Given passage:
* * * * * * * * *

To access the UNAVCO data I had to request access through email but the process was very simple and within a couple hours of my request I was all setup with an account and password.

Once I had my account set up, I used RTKLIB on my laptop computer to collect the data from the internet and stream it to the rover receiver over a serial port.  If I were doing this experiment within range of a wireless router then I could leave the computer connected to the wireless.  In this case though, I wanted to roam outside the range of my home wireless.  To do this, I enabled a hot spot on my cell phone and logged into that with my computer.

I was able to access the raw observation data stream from the UNAVCO NTRIP caster directly using the NTRIP client option in RTKLIB.  If I had wanted to generate a real-time RTKLIB solution, I would have configured the input streams of RTKNAVI but in this case I want to stream the raw data directly to the receiver so it can use the observation data for it’s internal solution.  I did this using the STRSVR app in RTKLIB.  I specifed the “NTRIP Client” option as input type and then entered the information from my UNAVCO account into the “Ntrip Client Options” as shown below.

* * * * * * * * *

The data:
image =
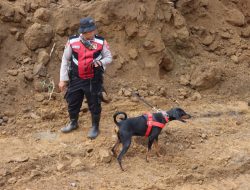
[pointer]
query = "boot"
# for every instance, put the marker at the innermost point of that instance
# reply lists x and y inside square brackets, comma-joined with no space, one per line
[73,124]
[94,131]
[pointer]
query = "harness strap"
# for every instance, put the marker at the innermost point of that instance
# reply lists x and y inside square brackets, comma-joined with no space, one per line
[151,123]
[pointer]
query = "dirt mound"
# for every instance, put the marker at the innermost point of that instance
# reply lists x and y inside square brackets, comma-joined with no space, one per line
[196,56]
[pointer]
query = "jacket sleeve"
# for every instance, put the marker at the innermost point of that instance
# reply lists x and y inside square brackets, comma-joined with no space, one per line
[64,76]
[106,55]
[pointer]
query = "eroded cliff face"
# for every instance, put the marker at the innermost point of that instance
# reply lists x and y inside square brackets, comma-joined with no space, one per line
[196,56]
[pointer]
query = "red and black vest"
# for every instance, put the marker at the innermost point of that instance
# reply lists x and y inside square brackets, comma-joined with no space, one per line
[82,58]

* * * * * * * * *

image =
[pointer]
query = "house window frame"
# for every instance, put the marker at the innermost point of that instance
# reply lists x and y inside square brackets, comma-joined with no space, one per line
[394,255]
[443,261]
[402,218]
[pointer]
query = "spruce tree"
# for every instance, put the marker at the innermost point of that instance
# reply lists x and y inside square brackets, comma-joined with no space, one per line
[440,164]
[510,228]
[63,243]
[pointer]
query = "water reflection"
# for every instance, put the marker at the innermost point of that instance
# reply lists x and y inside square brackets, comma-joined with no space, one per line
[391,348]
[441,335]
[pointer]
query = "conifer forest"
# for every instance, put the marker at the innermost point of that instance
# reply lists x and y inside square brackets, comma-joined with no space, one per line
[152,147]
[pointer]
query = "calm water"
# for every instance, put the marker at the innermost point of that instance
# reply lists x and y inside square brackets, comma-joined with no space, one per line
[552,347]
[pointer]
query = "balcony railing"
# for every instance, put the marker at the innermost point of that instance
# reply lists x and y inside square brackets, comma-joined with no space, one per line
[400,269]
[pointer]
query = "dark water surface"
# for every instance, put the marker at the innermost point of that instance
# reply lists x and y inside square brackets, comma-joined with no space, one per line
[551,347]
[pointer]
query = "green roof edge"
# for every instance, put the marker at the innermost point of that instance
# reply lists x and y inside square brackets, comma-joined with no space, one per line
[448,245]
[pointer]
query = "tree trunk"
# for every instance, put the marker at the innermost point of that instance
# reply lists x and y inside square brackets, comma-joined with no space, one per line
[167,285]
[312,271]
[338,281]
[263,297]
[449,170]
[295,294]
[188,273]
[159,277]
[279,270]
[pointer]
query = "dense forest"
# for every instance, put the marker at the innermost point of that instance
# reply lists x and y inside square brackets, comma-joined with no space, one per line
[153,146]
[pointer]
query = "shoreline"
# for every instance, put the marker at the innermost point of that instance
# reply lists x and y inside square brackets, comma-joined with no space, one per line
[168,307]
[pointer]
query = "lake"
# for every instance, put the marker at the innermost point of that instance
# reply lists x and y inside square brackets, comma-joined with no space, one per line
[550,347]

* * * * * * * * *

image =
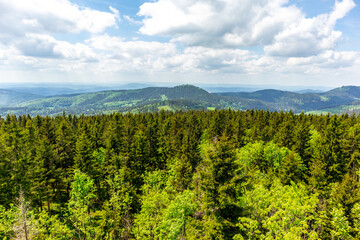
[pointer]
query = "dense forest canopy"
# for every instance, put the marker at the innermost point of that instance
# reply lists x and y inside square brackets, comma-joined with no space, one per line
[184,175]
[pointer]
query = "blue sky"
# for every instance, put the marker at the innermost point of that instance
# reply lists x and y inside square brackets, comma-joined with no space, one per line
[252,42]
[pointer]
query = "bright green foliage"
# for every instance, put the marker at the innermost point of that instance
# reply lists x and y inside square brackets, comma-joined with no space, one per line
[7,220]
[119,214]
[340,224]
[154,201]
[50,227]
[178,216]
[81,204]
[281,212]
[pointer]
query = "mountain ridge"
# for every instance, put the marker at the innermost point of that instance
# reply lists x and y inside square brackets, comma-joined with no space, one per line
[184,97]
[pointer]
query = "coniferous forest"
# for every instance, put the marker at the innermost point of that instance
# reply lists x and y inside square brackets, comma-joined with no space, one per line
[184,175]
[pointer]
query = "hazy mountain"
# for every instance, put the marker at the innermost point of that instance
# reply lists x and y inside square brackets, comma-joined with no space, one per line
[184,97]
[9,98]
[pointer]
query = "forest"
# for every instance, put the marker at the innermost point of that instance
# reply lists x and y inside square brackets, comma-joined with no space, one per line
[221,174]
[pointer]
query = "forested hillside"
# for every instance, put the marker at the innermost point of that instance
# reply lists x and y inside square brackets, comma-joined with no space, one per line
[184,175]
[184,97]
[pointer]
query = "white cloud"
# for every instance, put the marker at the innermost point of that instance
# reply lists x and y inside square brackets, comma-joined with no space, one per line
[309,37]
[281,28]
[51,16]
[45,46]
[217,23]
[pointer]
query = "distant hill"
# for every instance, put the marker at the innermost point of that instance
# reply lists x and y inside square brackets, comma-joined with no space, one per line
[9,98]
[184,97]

* * * * * * * * *

Prompt 1:
Answer from the passage on streaming UNAVCO data with RTKLIB:
(a) How did the writer request access to the UNAVCO data?
(b) What did the writer enable on the cell phone to roam outside home wireless range?
(c) Which RTKLIB app was used to stream the raw data directly to the receiver?
Prompt 2: Pull out every line of the rows that contains the string "mountain". Case counts.
The rows are unrelated to the text.

Worked answer 1:
(a) Through email.
(b) A hot spot.
(c) The STRSVR app.

Worked answer 2:
query = "mountain ridge"
query = "hazy mountain"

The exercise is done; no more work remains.